• PROBLEM DESCRIPTION
Rewrite these lines as a numbered list, skipping any blank lines and leaving out the pictures.

Entries from a point annotation set
•••••
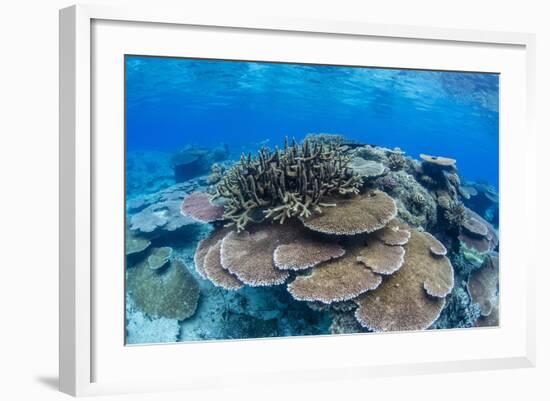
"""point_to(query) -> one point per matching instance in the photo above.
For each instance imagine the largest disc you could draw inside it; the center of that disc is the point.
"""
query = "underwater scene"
(272, 199)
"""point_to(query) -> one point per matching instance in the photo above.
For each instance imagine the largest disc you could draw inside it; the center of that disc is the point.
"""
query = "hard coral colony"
(338, 224)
•••••
• RESULT
1. """point_to(query) -> one point per matching instance in the photo above.
2. For each instance imagine the largest disc you could draw inside it; the center of that disc is the point.
3. """
4. query = "underwater scene"
5. (272, 199)
6. """point_to(query) -> one point per matching instance in the photo above.
7. For each instance imagine the largest disc you could draw inside it; the center of that disc is the point.
8. """
9. query = "hard coral colony"
10. (338, 224)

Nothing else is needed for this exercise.